Was It Drug Gangs Who Put an End to the French Riots This Past Week?
[guest post by JVW]
If you’ve been following the overseas news in recent weeks you have probably heard stories of the contretemps that have been roiling France the past couple of weeks. It’s been uneasy going in the birthplace of the Enlightenment, ever since French President Emmanuel Macron earlier this spring exercised his prerogative under the French Constitution and unilaterally raised the nation’s retirement age to 64, breaking a legislative stalemate in the National Assembly (eat your heart out, Joe Biden). Simmering tensions exist among the French working class, especially among the young whose employment rate consistently lags way behind peer nations such as the U.K. and Germany. It was thus not surprising when street violence broke out at the end of last month, after a 17-year-old French boy of North African descent, speeding and weaving in and out of traffic, was shot dead by a policeman as he was attempting to drive away from his detainment.
This has inevitably become France’s own Michael Brown and George Floyd moments all rolled into one. Riots immediately commenced and raged for the better part of a week. By the time the mayhem subsided there had been 5,600 automobiles torched by rioters, over 1,000 buildings damaged, and 720 law enforcement officers injured in at least some slight way. Somewhat miraculously, it seems that there has thus far been only one death attributable to the unrest.

==============================

• **Exercise a**
State how many lines in the rows contain the string "white", counting only case-exact matches. Give the number alone.
The post on the French riots and the rows after it are unrelated material.

Dataset entries
==============================

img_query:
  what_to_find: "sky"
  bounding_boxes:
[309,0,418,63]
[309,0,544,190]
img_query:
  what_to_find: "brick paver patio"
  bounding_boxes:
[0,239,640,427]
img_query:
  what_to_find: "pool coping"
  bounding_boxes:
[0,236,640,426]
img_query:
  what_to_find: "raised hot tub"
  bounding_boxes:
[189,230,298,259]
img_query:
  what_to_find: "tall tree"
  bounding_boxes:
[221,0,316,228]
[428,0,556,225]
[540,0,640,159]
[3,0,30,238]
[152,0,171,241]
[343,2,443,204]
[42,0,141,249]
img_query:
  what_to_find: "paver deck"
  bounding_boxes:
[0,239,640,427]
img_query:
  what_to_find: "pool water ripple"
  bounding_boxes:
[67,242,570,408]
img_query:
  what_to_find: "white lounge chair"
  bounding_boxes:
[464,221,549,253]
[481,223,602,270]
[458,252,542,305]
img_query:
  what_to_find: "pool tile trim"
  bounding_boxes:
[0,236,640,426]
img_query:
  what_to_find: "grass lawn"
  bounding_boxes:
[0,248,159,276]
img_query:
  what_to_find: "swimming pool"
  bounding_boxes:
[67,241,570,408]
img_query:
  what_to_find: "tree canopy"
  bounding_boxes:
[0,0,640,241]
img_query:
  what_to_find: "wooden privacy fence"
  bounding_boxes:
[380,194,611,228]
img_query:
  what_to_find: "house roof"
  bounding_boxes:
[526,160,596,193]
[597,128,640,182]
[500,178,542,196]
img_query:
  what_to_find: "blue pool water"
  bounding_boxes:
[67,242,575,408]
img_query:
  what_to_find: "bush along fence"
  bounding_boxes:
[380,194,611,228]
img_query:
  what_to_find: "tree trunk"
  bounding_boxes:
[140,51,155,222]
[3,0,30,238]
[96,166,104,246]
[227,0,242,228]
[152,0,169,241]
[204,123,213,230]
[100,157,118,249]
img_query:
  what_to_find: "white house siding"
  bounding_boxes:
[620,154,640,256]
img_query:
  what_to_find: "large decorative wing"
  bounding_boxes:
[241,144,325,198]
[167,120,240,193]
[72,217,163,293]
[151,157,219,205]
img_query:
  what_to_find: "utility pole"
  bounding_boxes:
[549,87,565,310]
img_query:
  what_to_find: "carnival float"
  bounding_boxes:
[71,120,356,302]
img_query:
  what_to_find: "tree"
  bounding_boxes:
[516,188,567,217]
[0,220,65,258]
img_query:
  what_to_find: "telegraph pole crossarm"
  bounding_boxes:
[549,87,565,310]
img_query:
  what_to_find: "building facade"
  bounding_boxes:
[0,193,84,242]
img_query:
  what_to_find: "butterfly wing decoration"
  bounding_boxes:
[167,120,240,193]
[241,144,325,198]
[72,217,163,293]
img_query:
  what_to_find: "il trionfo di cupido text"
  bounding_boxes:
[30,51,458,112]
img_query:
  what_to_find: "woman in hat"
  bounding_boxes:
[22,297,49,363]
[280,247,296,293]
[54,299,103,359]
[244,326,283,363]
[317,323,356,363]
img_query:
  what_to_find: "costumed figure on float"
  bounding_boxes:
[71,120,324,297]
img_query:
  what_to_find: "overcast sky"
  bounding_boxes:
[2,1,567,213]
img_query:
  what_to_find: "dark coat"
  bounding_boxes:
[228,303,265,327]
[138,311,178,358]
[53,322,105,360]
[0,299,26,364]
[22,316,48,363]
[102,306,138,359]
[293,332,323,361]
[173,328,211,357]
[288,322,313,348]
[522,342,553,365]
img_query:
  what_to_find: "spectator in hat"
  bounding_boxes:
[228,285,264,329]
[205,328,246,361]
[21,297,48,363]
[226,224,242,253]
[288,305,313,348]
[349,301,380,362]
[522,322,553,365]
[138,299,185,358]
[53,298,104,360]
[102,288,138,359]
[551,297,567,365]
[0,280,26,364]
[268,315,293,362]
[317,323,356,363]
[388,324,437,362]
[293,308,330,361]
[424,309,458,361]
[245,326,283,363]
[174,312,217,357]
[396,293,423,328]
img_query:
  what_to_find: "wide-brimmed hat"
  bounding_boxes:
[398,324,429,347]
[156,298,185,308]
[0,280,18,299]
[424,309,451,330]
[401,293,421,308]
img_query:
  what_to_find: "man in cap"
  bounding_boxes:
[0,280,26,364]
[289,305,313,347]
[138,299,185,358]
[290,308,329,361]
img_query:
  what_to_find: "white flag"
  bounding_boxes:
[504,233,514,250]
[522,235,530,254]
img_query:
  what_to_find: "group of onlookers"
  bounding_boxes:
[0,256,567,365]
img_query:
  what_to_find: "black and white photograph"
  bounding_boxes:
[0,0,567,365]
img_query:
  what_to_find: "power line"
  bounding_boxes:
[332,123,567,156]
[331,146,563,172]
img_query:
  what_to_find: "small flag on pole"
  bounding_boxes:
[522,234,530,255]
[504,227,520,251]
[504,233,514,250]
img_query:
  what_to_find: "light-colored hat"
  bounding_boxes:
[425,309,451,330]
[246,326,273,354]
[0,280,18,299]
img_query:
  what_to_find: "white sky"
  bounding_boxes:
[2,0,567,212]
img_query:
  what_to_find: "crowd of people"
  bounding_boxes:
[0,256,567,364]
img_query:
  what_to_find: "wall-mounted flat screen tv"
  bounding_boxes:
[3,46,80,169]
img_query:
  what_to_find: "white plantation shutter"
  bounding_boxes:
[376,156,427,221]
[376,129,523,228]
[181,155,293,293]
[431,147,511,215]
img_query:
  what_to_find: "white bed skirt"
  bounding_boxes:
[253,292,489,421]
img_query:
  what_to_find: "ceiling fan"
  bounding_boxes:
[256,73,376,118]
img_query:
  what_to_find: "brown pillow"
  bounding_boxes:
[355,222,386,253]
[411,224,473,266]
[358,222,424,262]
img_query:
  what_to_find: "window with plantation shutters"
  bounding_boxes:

==============================

• **Exercise b**
Transcribe the post on the French riots starting with "This has inevitably" and going on through "to the unrest.".

• **Written answer a**
7

• **Written answer b**
This has inevitably become France’s own Michael Brown and George Floyd moments all rolled into one. Riots immediately commenced and raged for the better part of a week. By the time the mayhem subsided there had been 5,600 automobiles torched by rioters, over 1,000 buildings damaged, and 720 law enforcement officers injured in at least some slight way. Somewhat miraculously, it seems that there has thus far been only one death attributable to the unrest.